**** EXTRACT TO READ ****

BORN: 1911, Cairo, Egypt
DIED: 2006, Cairo, Egypt
Palace Walk (1956)
Palace of Desire (1957)
Sugar Street (1957)
Naguib Mahfouz. AP Images
Considered modern Egypt’s foremost literary figure, Naguib Mahfouz is credited with popularizing the novel and short story as viable genres in Arab literature. He is best known for novels in which he creates psychological portraits of characters whose personal struggles mirror the social, political, religious, and cultural concerns confronting Mahfouz’s Egyptian homeland. Mahfouz was the first Arabic-language author awarded the Nobel Prize for Literature, winning in 1998.
Works in Biographical and Historical Context
Began Writing Career at University. Born Najib Abdel Aziz al-Sabilgi Mahfouz on December 10, 1911, in Cairo, Egypt, he was the son of Abdel Aziz Ibrahim Mahfouz, a merchant, and his wife, Fatma Mostapha. Because his siblings were many years older, he grew up essentially an only child. In 1934, Mahfouz received a degree in philosophy from the University of Cairo and did postgraduate study in philosophy for the next two years. At the time, Egypt was a protectorate of the United Kingdom but was also a nominally sovereign country ruled by a king although it also had a growing nationalist movement. while the United Kingdom controlled foreign affairs, defense, security of communications, and the Anglo-Egyptian Sudan, the situation changed in 1936. That year, King Faruk ascended to the throne and the Anglo-Egyptian Treaty limited British control to only armed forces in specified areas, primarily along the vital Suez Canal.
Encouraged by Salama Musa, an Egyptian socialist and editor of an intellectual journal, Mahfouz began writing short stories while he was a university student. Many of these stories were collected in Whisper of Madness (1939). Mahfouz’s first published book was Ancient Egypt (1932), a translation of a history text written in English by James Baikie. Mahfouz’s first three novels— Abath al-aqdar (1939), Radubis (1943), and Kiftah Tiba (1944)—are historical narratives set in ancient Egypt that contain allusions to modern society.

**** INFORMATION SHOWN ****

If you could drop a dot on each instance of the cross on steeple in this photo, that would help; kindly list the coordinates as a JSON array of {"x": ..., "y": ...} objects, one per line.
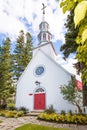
[{"x": 43, "y": 10}]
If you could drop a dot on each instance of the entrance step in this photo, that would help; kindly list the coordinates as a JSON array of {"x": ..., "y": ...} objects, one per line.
[{"x": 35, "y": 112}]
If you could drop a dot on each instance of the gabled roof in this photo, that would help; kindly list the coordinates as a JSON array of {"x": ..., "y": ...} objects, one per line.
[
  {"x": 52, "y": 60},
  {"x": 45, "y": 45}
]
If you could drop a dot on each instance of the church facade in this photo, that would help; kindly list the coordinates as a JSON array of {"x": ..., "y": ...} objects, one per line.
[{"x": 39, "y": 85}]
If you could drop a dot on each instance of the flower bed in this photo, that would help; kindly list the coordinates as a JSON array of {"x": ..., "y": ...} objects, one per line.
[
  {"x": 67, "y": 118},
  {"x": 10, "y": 113}
]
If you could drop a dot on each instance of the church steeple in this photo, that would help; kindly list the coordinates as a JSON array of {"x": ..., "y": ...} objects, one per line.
[{"x": 44, "y": 36}]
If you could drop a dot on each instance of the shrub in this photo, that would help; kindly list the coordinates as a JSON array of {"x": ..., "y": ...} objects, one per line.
[
  {"x": 60, "y": 118},
  {"x": 50, "y": 110},
  {"x": 63, "y": 112},
  {"x": 24, "y": 109},
  {"x": 70, "y": 112}
]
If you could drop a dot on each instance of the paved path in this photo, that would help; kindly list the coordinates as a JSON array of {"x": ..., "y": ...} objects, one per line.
[{"x": 12, "y": 123}]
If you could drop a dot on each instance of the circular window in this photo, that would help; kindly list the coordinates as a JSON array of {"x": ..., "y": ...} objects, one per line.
[{"x": 39, "y": 70}]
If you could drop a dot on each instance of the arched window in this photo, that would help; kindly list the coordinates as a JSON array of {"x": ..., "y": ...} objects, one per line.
[
  {"x": 49, "y": 37},
  {"x": 40, "y": 90},
  {"x": 44, "y": 36}
]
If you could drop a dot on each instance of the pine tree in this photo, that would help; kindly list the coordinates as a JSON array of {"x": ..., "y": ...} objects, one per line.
[
  {"x": 70, "y": 45},
  {"x": 22, "y": 53},
  {"x": 6, "y": 74}
]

****

▶ [AIM A] Give the passage of the Naguib Mahfouz profile from "Sugar Street (1957)" to "winning in 1998." again, substituting "Sugar Lane" for "Sugar Street".
▶ [AIM B] Count the lines of the records that contain the string "window", and reply with that number alone.

▶ [TASK RESPONSE A]
Sugar Lane (1957)
Naguib Mahfouz. AP Images
Considered modern Egypt’s foremost literary figure, Naguib Mahfouz is credited with popularizing the novel and short story as viable genres in Arab literature. He is best known for novels in which he creates psychological portraits of characters whose personal struggles mirror the social, political, religious, and cultural concerns confronting Mahfouz’s Egyptian homeland. Mahfouz was the first Arabic-language author awarded the Nobel Prize for Literature, winning in 1998.

▶ [TASK RESPONSE B] 2